Shepard Fairey – mais conhecido como Obey – é um dos mais importantes artistas urbanos do mundo, e Lisboa não está fora do radar dele. Nem os lisboetas. É da sua autoria a parte de cima do mural que partiha com Vhils na Graça. Mais à frente em Sapadores, uma inspiração de Abril em Portugal fê-lo colocar um cravo numa anterior imagem.

A arma Shepard é a imagem. A mais conhecida talvez seja o Hope que traduzia o que muitos americanos sentiam em relação a Obama. Mas toda a sua linguagem visual usa técnicas de propaganda revolucionária. Começou em 1989 com uma campanha de autocolantes com a figura do lutador André the Giant – e cresceu um pouco mais tarde com o slogan “OBEY” (Obedeça) que se tornou alcunha.

Amigo e admirador de Vhils, Shepard está agora com a sua última exposição Printed Matters: While Supplies Last, na galeria Underdogs – até 4 de agosto – numa mostra ironicamente impressa que “aborda os desafios ambientais e sociais que nosso planeta enfrenta utilizando várias abordagens na criação de imagens que considero versáteis e impactantes”. E porquê a impressão, num artista urbano? “A criação de impressões sintetiza beleza, poder e utilidade, oferecendo espaço para experimentação criativa. Além de produzir impressões por razões puramente práticas, também gosto de enriquecer técnicas utilitárias de impressão imprimindo em madeira, metal e tela, e incorporando estêncil ao trabalho”, diz na apresentação.

As obras de Shepard também fazem parte da grande exposição Urban [R]evolution, na Cordoaria Nacional.

Uma conversa sobre cidades, política e arte, realizada na Galeria, na sua visita a Lisboa.

O mural de Obey em Sapadores. Foto: Underdogs

O que gosta em Lisboa? Qual é a sua ideia da cidade?

▸ **Dados**:
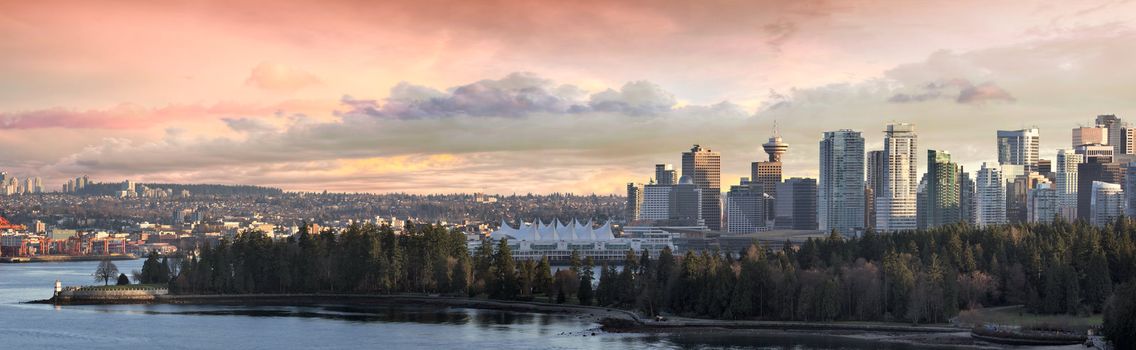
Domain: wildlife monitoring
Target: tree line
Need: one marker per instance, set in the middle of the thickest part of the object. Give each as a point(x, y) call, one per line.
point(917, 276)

▸ **Lista de tarefas**:
(1) Segundo o trecho, em que ano Shepard Fairey começou a campanha de autocolantes com a figura de André the Giant?
(2) Diga todos os materiais em que Shepard Fairey gosta de imprimir, segundo o trecho.
Não é preciso usar os dados.

▸ **Respostas**:
(1) Em 1989.

(2) Madeira, metal e tela.